GW2: Super Adventure Box Success

I think the biggest compliment that I can give the Super Adventure Box is that I’m late in blogging about it.

Every available hour of mine was spent IN the box, playing like a madman, rather than have any leisure time to sit back and think/reflect/write about it.

How do I love thee? Let me count the ways:

1) Group AND Solo Friendly

I don’t actually run many dungeons in GW2. Having to hook up with 4 other players and perform up to a certain standard makes me a nervous wreck, because I take quite a long time to learn and master stuff. I am thus very overjoyed to find any sort of adventure instance that can be soloed as well as grouped, and am pleased to say all the new event instances are turning out this way.

The time I’m most open to grouping is when the place is new to all. My first taste of the Super Adventure Box was taken this way, with four other friendly guildies hooked up by voice chat, and I must say, this was one of the better ways to experience the SAB when one is new.

Five excited people running in all directions at once, hopping on anything that looked jumpable. A friend at your side to help distract mobs or circle around them for additional hits. Rabid bunny killing stirred up a bunado, with resultant chaos. The better jumpers able to lead the less sure ones along the path, and help them by dropping mushrooms. Additional eyes to discover secrets, and five person coordination to get sufficient keys and hit a chest at the same time.

However, the problems of a group soon become evident as well. Different playstyles threaten to clash. We had one member who was a very good jumper and looked very interested in finding out every last secret of an area – this made him very late to any checkpoint. I consider myself a not-terribly good jumper, but also highly interested in finding out every last secret, so I alternated between falling behind and getting a little lost, joining two or three other guys at the checkpoint and milling around restlessly, and then cheerfully running out of there at the first call of the other explorer saying that he found something. Two other members seemed to be good or average jumpers, but also basic Achievement-focused, so the moment they saw a bright shiny checkpoint, they wanted to be there, rather than killing every last mob in the area. And the last was a not-terribly-great jumper either, so he too shared some of the embarrassment of being the last one to a location – for which I was fairly thankful, else it would have been me all the time.

The difference in priority could be seen at the area with two checkpoints. Three members were happy to chill out at the lower checkpoint, while the two secret hunters were eager to see what the upper checkpoint was like. This resulted in us taking some 40-60 minutes a zone, and eventually stretched the schedule limit of a number of party members, who ended up tiring of the endless jumps (and the increasing difficulty making more folks fall) near the third zone, where one or two of us were attempting the series of bouncing mushrooms that eventually would lead to the elite skill Moto’s Breath, though we didn’t know it at the time. The party broke up one checkpoint shy of King Toad.

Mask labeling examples
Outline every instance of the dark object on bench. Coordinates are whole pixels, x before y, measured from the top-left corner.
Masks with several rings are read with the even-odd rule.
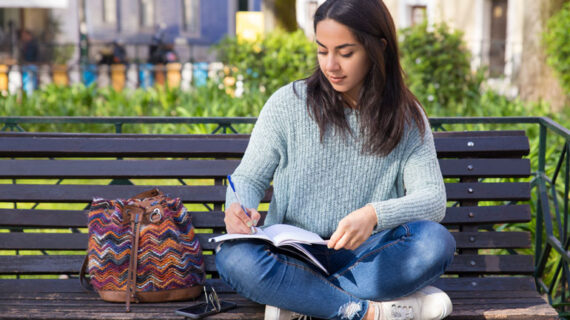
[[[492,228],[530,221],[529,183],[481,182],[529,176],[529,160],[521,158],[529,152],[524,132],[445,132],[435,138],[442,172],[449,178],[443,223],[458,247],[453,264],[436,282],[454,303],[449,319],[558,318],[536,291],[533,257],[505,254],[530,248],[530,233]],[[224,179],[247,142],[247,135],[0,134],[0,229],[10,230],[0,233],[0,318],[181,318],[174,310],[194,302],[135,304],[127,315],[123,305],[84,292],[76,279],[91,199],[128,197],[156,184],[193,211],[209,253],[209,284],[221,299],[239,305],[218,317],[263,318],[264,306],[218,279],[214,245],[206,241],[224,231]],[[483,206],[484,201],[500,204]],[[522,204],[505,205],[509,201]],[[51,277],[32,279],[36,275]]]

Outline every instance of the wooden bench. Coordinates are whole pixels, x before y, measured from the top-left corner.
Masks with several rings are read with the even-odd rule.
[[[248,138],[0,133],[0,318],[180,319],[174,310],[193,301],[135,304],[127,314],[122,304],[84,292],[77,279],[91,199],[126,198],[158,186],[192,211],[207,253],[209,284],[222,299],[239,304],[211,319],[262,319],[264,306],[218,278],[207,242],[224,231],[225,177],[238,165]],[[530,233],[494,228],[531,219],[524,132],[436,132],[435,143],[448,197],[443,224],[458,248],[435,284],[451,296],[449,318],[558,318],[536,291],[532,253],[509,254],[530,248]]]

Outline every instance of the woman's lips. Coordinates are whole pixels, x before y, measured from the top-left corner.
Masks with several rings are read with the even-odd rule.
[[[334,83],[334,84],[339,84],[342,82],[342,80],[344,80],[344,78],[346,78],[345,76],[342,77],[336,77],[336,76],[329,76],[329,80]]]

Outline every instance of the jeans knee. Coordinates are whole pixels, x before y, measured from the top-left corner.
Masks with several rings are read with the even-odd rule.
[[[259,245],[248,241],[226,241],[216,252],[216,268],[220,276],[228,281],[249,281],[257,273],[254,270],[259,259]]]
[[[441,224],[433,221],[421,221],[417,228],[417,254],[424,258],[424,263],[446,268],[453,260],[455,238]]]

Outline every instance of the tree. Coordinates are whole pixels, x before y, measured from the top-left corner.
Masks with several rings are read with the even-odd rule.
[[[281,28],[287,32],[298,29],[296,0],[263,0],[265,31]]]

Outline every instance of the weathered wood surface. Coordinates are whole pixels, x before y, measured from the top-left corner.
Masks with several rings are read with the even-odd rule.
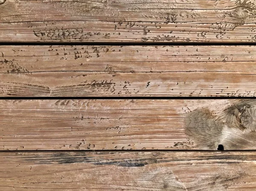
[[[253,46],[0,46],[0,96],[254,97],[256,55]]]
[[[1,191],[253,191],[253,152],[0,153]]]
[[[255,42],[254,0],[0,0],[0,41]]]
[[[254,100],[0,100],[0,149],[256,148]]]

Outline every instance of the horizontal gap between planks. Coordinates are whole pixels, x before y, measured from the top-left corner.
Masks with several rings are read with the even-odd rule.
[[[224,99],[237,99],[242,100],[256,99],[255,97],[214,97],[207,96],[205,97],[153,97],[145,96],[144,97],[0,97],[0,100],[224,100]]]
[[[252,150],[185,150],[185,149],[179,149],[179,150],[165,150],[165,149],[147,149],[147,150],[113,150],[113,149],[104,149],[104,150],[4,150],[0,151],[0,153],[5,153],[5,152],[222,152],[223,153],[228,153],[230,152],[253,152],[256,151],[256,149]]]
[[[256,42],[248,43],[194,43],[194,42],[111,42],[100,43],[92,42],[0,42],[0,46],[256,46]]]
* * *
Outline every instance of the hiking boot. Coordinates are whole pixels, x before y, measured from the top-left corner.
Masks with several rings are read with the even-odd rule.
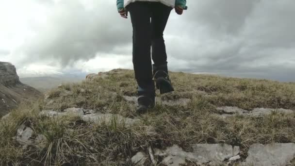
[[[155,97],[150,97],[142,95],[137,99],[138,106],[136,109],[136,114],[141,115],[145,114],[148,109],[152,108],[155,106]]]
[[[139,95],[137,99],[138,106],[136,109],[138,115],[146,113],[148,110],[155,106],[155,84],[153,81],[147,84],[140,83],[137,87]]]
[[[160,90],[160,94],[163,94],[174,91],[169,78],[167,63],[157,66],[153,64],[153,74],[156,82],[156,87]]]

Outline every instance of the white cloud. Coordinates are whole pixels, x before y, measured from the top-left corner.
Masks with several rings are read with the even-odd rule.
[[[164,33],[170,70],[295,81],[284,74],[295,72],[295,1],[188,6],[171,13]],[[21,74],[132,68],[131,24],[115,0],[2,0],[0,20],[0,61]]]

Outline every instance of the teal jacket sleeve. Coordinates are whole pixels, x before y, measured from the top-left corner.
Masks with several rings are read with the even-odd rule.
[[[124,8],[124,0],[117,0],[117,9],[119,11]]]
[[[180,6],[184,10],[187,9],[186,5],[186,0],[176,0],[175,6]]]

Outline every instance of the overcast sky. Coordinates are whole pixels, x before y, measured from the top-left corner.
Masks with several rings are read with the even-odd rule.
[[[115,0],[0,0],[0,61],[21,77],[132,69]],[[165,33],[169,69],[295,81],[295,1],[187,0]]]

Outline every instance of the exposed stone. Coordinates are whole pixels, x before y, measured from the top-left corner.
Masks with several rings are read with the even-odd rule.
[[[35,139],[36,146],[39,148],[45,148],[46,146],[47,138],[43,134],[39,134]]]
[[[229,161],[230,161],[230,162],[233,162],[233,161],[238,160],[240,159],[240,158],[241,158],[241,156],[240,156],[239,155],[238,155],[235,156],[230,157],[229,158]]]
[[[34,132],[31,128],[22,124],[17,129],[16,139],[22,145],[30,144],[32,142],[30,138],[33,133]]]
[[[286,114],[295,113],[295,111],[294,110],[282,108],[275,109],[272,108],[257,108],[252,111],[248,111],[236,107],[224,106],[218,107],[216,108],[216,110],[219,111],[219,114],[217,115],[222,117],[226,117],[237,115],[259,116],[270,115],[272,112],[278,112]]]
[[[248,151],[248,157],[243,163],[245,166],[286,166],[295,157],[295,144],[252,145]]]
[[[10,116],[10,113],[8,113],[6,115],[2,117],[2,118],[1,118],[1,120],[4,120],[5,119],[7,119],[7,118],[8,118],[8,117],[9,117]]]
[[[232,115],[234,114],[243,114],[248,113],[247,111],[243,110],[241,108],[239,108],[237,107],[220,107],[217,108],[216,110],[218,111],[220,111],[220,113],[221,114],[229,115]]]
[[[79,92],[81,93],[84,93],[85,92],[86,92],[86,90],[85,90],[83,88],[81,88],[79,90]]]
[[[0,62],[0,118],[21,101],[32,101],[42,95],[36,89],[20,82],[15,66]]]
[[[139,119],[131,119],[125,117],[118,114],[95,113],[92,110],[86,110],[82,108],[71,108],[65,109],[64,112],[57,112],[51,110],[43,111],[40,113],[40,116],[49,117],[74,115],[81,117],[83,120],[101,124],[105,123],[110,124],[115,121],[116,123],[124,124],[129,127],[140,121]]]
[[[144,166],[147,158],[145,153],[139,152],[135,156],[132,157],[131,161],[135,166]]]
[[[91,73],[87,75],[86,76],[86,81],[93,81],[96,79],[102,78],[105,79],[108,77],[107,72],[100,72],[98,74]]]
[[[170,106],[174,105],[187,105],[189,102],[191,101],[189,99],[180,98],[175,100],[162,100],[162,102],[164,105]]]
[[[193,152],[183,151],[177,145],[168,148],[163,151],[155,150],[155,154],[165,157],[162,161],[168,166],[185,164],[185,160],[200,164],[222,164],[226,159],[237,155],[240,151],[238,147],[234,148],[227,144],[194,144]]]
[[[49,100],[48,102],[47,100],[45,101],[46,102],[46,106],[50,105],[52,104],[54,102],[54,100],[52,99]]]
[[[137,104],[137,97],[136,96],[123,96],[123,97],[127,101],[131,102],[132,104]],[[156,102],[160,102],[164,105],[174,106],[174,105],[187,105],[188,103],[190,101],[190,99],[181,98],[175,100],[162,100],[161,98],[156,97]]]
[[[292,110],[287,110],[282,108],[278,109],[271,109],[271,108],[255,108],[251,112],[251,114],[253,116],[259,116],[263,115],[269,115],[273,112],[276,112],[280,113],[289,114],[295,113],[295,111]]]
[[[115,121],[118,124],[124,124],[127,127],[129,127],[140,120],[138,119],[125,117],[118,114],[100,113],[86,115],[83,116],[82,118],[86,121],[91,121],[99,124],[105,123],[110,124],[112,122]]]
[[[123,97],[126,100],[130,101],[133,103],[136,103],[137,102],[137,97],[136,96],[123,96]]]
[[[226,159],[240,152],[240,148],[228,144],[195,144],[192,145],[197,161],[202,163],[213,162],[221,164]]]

### [EXERCISE INSTRUCTIONS]
Reproduce word for word the stretch of the Super Adventure Box blog post from "The time I’m" through "one is new.".

### [TASK RESPONSE]
The time I’m most open to grouping is when the place is new to all. My first taste of the Super Adventure Box was taken this way, with four other friendly guildies hooked up by voice chat, and I must say, this was one of the better ways to experience the SAB when one is new.